### EXERCISE DETAILS
Retype the listing that follows, word for word.

▽

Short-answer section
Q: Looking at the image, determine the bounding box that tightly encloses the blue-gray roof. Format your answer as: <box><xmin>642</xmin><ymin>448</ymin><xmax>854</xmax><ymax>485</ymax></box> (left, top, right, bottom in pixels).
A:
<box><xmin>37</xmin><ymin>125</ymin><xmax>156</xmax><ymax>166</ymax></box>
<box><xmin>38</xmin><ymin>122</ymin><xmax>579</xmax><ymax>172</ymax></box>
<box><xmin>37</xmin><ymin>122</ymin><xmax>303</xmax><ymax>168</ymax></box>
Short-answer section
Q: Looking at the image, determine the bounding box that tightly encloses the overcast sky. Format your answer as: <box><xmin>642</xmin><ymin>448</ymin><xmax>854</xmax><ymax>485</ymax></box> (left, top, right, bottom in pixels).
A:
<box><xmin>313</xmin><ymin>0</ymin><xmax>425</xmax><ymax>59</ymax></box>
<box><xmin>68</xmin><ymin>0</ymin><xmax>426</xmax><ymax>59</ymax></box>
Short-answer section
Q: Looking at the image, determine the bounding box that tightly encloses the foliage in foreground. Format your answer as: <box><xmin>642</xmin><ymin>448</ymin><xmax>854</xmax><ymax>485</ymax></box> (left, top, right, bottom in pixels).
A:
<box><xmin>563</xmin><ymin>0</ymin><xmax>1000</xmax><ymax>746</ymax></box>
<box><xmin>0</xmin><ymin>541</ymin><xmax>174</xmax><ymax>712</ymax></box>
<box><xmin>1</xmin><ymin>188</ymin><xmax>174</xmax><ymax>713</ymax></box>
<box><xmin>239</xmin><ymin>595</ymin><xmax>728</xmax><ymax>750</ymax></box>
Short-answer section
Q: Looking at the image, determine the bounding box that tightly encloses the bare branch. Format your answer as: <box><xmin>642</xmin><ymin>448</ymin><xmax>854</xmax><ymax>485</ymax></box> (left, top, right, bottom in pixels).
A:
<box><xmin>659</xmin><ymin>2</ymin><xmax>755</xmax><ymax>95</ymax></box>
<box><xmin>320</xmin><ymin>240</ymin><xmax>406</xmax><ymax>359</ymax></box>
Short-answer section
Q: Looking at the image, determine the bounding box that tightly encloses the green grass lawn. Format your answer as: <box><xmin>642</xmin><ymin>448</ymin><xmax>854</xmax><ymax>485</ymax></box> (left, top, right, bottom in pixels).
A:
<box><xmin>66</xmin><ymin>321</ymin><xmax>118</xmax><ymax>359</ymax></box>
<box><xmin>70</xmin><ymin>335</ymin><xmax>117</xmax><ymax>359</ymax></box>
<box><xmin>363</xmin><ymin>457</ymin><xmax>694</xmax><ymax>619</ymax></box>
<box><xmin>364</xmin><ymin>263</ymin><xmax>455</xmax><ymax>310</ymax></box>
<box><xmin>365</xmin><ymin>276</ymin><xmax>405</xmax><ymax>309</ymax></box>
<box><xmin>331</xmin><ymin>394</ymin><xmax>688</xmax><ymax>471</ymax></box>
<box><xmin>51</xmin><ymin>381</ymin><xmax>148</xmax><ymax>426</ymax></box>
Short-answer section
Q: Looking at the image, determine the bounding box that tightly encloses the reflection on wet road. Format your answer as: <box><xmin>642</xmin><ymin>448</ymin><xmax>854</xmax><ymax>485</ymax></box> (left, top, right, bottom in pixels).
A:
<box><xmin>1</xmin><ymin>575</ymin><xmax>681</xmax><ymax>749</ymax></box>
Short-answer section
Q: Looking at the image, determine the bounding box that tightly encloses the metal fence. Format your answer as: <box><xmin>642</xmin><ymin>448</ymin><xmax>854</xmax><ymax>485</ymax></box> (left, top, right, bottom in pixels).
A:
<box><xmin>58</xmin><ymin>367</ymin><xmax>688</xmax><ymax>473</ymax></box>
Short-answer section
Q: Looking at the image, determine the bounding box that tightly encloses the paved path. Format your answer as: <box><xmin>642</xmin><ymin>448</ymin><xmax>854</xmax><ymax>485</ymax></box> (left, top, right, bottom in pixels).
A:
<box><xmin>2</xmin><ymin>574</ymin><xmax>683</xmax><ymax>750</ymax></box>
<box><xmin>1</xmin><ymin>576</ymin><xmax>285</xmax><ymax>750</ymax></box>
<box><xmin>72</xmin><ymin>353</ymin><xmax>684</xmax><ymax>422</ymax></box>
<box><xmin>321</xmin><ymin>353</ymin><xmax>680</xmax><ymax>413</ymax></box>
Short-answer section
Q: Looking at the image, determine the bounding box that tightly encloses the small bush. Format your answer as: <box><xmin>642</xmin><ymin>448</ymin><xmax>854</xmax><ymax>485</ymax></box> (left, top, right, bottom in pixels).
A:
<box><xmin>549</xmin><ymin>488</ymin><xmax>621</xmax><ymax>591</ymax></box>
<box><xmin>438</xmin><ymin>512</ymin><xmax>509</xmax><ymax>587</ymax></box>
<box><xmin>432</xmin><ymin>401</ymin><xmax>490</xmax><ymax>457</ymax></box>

△

### OUTPUT FOR THIS EXERCISE
Short-answer section
Q: Looking at the image, determine the bounding box that tightly encloses the blue-gray roof. Format your answer as: <box><xmin>642</xmin><ymin>448</ymin><xmax>854</xmax><ymax>485</ymax></box> (left, top, right, bottom in pixels).
A:
<box><xmin>37</xmin><ymin>125</ymin><xmax>156</xmax><ymax>166</ymax></box>
<box><xmin>38</xmin><ymin>122</ymin><xmax>579</xmax><ymax>172</ymax></box>
<box><xmin>37</xmin><ymin>122</ymin><xmax>303</xmax><ymax>168</ymax></box>
Short-answer section
Q: Looking at the image, determine the bounding box that tightly encloses the overcast sky. Format your answer as: <box><xmin>642</xmin><ymin>448</ymin><xmax>854</xmax><ymax>485</ymax></box> (left, top, right, bottom in pixels).
A:
<box><xmin>313</xmin><ymin>0</ymin><xmax>425</xmax><ymax>59</ymax></box>
<box><xmin>68</xmin><ymin>0</ymin><xmax>426</xmax><ymax>59</ymax></box>
Short-answer section
Q: Looking at the image, determine the bounding box that tightly encloses the foliage in foreground. Format your answer as: <box><xmin>642</xmin><ymin>448</ymin><xmax>854</xmax><ymax>485</ymax></box> (left, top, right, bottom in pixels).
A:
<box><xmin>563</xmin><ymin>0</ymin><xmax>1000</xmax><ymax>746</ymax></box>
<box><xmin>0</xmin><ymin>541</ymin><xmax>174</xmax><ymax>712</ymax></box>
<box><xmin>1</xmin><ymin>188</ymin><xmax>174</xmax><ymax>713</ymax></box>
<box><xmin>239</xmin><ymin>595</ymin><xmax>728</xmax><ymax>750</ymax></box>
Short-answer section
Q: Looking at the image, determine the bounding box that tightly encloses the bare branch. Format your answer as: <box><xmin>642</xmin><ymin>448</ymin><xmax>854</xmax><ymax>485</ymax></box> (left, top, right, bottom in pixels).
A:
<box><xmin>659</xmin><ymin>2</ymin><xmax>755</xmax><ymax>95</ymax></box>
<box><xmin>320</xmin><ymin>240</ymin><xmax>406</xmax><ymax>359</ymax></box>
Short-answer section
Q: Looking at the image, determine the bounding box that tightly encloses the green grass lawn. Format your answer as: <box><xmin>642</xmin><ymin>448</ymin><xmax>854</xmax><ymax>485</ymax></box> (left, top, right, bottom in pixels).
A:
<box><xmin>66</xmin><ymin>321</ymin><xmax>118</xmax><ymax>359</ymax></box>
<box><xmin>70</xmin><ymin>335</ymin><xmax>117</xmax><ymax>359</ymax></box>
<box><xmin>363</xmin><ymin>457</ymin><xmax>694</xmax><ymax>619</ymax></box>
<box><xmin>364</xmin><ymin>263</ymin><xmax>455</xmax><ymax>310</ymax></box>
<box><xmin>365</xmin><ymin>276</ymin><xmax>405</xmax><ymax>309</ymax></box>
<box><xmin>331</xmin><ymin>394</ymin><xmax>688</xmax><ymax>471</ymax></box>
<box><xmin>51</xmin><ymin>381</ymin><xmax>148</xmax><ymax>426</ymax></box>
Short-answer section
Q: Looking at the image, determine the bounding box that tightly encloses the reflection on wet road. Format your answer as: <box><xmin>642</xmin><ymin>448</ymin><xmax>854</xmax><ymax>485</ymax></box> (left, top, right, bottom in pixels).
A:
<box><xmin>1</xmin><ymin>575</ymin><xmax>681</xmax><ymax>749</ymax></box>
Short-answer section
Q: Looking at the image, determine the bounding box that tightly encloses the metal fence. Format your answer as: <box><xmin>642</xmin><ymin>448</ymin><xmax>854</xmax><ymax>485</ymax></box> (left, top, right, bottom in pixels).
A:
<box><xmin>58</xmin><ymin>367</ymin><xmax>688</xmax><ymax>473</ymax></box>
Short-answer section
Q: Looking at the image, determine the bounding box that tightly encloses the paved path. Format your answer as: <box><xmin>642</xmin><ymin>448</ymin><xmax>854</xmax><ymax>485</ymax></box> (left, top, right, bottom in pixels).
A:
<box><xmin>2</xmin><ymin>574</ymin><xmax>683</xmax><ymax>750</ymax></box>
<box><xmin>1</xmin><ymin>576</ymin><xmax>285</xmax><ymax>750</ymax></box>
<box><xmin>72</xmin><ymin>353</ymin><xmax>684</xmax><ymax>422</ymax></box>
<box><xmin>321</xmin><ymin>353</ymin><xmax>680</xmax><ymax>413</ymax></box>
Short-answer section
Q: Looking at the image, determine the bounding box that tightly encloses the small bush. Format your answer as: <box><xmin>642</xmin><ymin>448</ymin><xmax>854</xmax><ymax>485</ymax></box> (left, top, right, bottom in pixels).
A:
<box><xmin>549</xmin><ymin>488</ymin><xmax>621</xmax><ymax>591</ymax></box>
<box><xmin>438</xmin><ymin>512</ymin><xmax>509</xmax><ymax>587</ymax></box>
<box><xmin>432</xmin><ymin>401</ymin><xmax>490</xmax><ymax>457</ymax></box>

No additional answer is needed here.